● EXERCISE REQUIREMENTS: Convert the lines below into a Markdown table with the columns "Index" and "Text", starting at the line containing "of the gray" and ending at the last line, both included. Skip any blank lines.

########################################

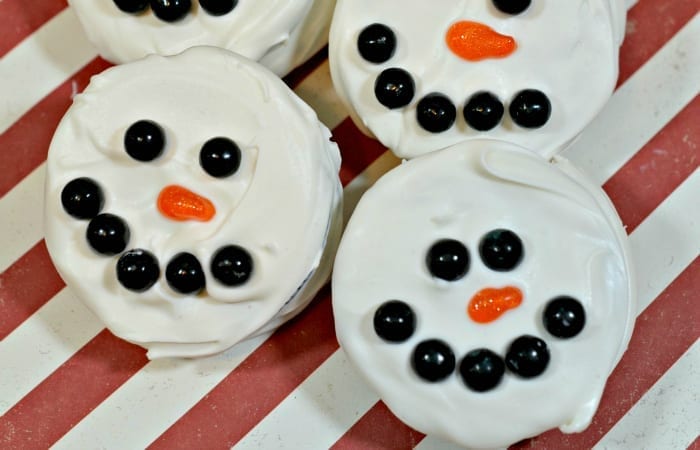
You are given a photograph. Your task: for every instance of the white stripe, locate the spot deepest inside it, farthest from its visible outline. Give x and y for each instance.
(641, 107)
(40, 63)
(666, 417)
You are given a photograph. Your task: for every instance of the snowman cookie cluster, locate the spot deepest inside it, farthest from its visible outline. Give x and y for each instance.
(281, 34)
(427, 75)
(192, 201)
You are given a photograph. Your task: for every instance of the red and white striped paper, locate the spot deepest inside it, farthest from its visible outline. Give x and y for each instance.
(67, 382)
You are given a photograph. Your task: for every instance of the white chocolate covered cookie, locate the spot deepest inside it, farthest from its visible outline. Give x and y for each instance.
(485, 293)
(421, 76)
(192, 201)
(281, 34)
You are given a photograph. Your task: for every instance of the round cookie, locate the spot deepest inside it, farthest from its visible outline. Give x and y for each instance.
(192, 201)
(485, 293)
(279, 34)
(432, 74)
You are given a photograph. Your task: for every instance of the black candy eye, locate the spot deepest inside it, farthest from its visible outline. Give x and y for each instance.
(108, 234)
(448, 259)
(394, 88)
(433, 360)
(144, 140)
(171, 10)
(220, 157)
(511, 6)
(137, 270)
(530, 109)
(184, 274)
(564, 317)
(501, 250)
(218, 7)
(483, 111)
(376, 43)
(82, 198)
(394, 321)
(131, 6)
(528, 356)
(482, 370)
(436, 113)
(232, 265)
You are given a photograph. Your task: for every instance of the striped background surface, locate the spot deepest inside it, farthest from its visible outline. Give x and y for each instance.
(66, 382)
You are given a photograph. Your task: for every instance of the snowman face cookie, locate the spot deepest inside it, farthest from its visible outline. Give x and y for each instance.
(191, 201)
(484, 293)
(426, 75)
(279, 34)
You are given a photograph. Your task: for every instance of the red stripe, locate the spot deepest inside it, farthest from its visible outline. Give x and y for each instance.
(26, 286)
(657, 169)
(70, 393)
(20, 19)
(24, 145)
(378, 429)
(650, 24)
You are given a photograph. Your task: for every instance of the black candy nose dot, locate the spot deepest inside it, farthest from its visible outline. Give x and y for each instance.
(144, 140)
(220, 157)
(137, 270)
(483, 111)
(433, 360)
(171, 10)
(218, 7)
(527, 356)
(482, 370)
(232, 265)
(82, 198)
(564, 317)
(394, 321)
(108, 234)
(436, 113)
(530, 109)
(184, 274)
(376, 43)
(394, 88)
(448, 259)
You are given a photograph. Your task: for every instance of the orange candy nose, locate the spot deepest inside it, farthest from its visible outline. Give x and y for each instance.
(178, 203)
(475, 41)
(489, 304)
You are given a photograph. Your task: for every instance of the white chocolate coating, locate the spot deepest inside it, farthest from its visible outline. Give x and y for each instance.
(574, 245)
(281, 34)
(282, 205)
(566, 49)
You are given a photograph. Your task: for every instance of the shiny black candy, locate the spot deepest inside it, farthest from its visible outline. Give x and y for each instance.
(528, 356)
(448, 259)
(564, 317)
(530, 109)
(220, 157)
(232, 265)
(436, 113)
(171, 10)
(483, 111)
(394, 321)
(108, 234)
(394, 88)
(376, 43)
(184, 274)
(482, 370)
(82, 198)
(132, 6)
(137, 270)
(218, 7)
(144, 141)
(512, 7)
(433, 360)
(501, 250)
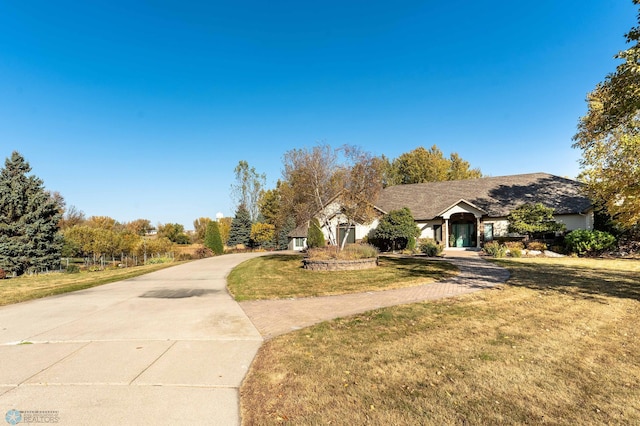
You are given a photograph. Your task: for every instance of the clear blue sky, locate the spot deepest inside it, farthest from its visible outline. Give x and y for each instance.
(142, 109)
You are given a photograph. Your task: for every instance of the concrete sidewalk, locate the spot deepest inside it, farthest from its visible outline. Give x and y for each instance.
(170, 347)
(275, 317)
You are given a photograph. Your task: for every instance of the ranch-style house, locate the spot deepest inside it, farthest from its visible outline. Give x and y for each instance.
(466, 213)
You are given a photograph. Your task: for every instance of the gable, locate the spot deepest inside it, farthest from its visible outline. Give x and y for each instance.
(496, 196)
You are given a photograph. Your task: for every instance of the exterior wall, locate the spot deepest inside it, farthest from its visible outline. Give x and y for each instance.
(295, 244)
(427, 228)
(576, 221)
(362, 231)
(500, 226)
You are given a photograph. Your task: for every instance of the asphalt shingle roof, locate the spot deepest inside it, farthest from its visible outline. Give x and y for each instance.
(498, 196)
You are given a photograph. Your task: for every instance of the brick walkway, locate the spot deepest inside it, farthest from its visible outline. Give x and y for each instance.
(275, 317)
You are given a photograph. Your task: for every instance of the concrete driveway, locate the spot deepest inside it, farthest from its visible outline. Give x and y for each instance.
(170, 347)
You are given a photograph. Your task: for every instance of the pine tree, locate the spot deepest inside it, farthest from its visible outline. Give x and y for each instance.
(29, 217)
(240, 232)
(212, 238)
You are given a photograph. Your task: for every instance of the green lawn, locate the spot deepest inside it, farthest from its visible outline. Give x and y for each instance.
(23, 288)
(282, 276)
(558, 344)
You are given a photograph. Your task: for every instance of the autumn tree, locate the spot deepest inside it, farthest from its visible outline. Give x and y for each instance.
(609, 137)
(274, 212)
(362, 183)
(29, 217)
(174, 232)
(71, 216)
(212, 238)
(139, 227)
(200, 226)
(315, 237)
(247, 188)
(311, 179)
(429, 165)
(263, 235)
(240, 232)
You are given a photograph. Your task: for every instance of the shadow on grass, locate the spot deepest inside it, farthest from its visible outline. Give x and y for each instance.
(587, 282)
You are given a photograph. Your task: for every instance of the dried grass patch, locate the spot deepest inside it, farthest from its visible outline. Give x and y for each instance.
(282, 276)
(23, 288)
(560, 351)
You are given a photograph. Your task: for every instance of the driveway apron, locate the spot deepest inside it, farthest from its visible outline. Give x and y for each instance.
(170, 347)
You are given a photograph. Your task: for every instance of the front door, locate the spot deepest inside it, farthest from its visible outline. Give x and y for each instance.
(462, 233)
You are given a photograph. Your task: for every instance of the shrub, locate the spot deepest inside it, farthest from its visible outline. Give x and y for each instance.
(537, 245)
(72, 269)
(158, 260)
(495, 249)
(584, 242)
(514, 245)
(202, 252)
(515, 252)
(213, 239)
(430, 247)
(350, 252)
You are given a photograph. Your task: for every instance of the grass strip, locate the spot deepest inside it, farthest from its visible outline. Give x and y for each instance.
(558, 344)
(23, 288)
(282, 276)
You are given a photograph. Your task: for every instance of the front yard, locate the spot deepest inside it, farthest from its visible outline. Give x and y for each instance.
(558, 344)
(281, 276)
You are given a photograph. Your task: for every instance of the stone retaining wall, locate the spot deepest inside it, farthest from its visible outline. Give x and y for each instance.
(339, 265)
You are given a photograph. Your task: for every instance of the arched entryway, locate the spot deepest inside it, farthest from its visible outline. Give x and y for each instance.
(463, 231)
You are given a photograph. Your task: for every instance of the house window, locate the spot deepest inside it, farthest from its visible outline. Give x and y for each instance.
(437, 233)
(488, 231)
(351, 238)
(298, 242)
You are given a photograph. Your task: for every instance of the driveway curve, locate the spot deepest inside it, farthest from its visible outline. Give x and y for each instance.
(275, 317)
(170, 347)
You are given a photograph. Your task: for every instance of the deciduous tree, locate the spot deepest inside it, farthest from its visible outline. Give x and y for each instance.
(609, 137)
(29, 218)
(429, 165)
(315, 237)
(263, 235)
(247, 188)
(200, 226)
(240, 232)
(212, 238)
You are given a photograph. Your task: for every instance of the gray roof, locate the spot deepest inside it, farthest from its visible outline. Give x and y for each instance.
(497, 196)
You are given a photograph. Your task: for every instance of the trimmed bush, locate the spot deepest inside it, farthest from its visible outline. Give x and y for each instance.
(536, 245)
(430, 247)
(72, 269)
(350, 252)
(585, 242)
(495, 249)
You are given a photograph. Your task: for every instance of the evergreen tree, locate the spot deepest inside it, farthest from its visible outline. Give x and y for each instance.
(240, 232)
(212, 238)
(29, 217)
(283, 233)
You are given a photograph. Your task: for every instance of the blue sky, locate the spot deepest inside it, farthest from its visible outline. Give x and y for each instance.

########################################

● ANSWER FOR THIS EXERCISE:
| Index | Text |
|---|---|
| 1 | You are given a photograph. Your task: for every instance of the gray roof, locate the spot deepest inside it, farthest from its visible outline. Give x and y for each instance. |
| 2 | (497, 196) |
| 3 | You are given a photograph. Your task: for every instance of the trimmed bush, locate the spot deepest inside it, farthest from its visible outline. Give x and y for each instance. |
| 4 | (536, 245) |
| 5 | (430, 247) |
| 6 | (72, 269) |
| 7 | (350, 252) |
| 8 | (585, 242) |
| 9 | (495, 249) |
| 10 | You are given a photograph. Your task: for every instance of the evergreen tree, locate the spot deepest inside it, farthest from its visible outline. Give x and y for each instance. |
| 11 | (240, 232) |
| 12 | (212, 238) |
| 13 | (29, 217) |
| 14 | (283, 233) |
| 15 | You are given a photograph. Your task: for every instance of the blue sky, locate the spot deepest inside it, farthest from its visible outline. Give x and y for each instance. |